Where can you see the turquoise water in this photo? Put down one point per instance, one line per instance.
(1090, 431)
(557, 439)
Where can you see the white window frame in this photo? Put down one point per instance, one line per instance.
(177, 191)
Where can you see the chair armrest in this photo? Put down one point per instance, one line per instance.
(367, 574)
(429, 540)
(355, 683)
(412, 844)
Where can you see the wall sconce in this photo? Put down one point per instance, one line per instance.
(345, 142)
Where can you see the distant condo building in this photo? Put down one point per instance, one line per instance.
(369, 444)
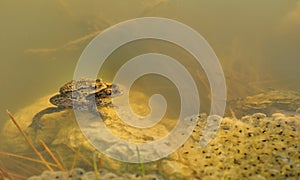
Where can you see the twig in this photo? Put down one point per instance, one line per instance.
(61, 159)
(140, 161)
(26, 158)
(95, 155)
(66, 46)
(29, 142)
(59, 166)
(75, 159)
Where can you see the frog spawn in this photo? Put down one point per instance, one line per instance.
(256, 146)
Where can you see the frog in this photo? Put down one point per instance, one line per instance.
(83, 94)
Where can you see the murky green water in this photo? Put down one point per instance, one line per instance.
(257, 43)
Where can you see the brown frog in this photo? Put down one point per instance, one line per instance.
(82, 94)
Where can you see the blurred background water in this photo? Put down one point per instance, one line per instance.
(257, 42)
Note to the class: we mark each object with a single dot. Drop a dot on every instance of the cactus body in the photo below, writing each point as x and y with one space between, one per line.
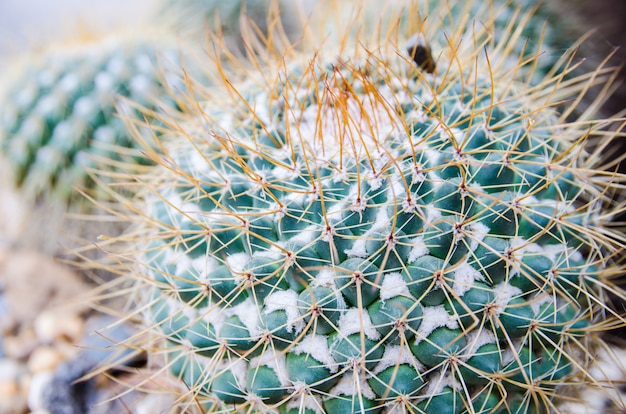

Activity –
The copy must reproduce every entry exactly while excluding all pictures.

Exercise result –
Where can you see the turquoise water in this photo? Put down one point per instance, one line per instance.
(1090, 431)
(557, 439)
Where can you see the white window frame in this photo? Put down one point per instance, one line per instance.
(177, 191)
Where can you see the chair armrest in this photo? Put down one point per instance, one line per instance.
(367, 574)
(429, 540)
(355, 683)
(412, 844)
Where can you see the wall sconce in this photo? Put down one point per instance, one line per instance.
(345, 142)
Where can you see the distant condo building in this photo? Put down one point per instance, one line per instance.
(369, 444)
Where can you see the twig in this photo? Put down one point per instance, one line per instance.
(61, 159)
(140, 161)
(26, 158)
(95, 155)
(66, 46)
(29, 142)
(59, 166)
(75, 159)
Where can you see the frog spawn in this photo? Put down one point per instance, one line per instance.
(256, 146)
Where can you see the frog in this photo? Put down one point per instance, one line per instance.
(83, 94)
Where can you see the murky green water in this photo? Put down one point per instance, one line per instance.
(257, 43)
Where can you see the brown frog in this photo? Put down one point per instance, one line per instance.
(82, 94)
Where can you see the blurred background water in this photo? Put down one point per instance, one line per instance.
(257, 42)
Note to the class: we mark each object with a single dot. Drop a dot on every instance of the cactus body in the photo below, writing each point as x and y with one space between, one per line.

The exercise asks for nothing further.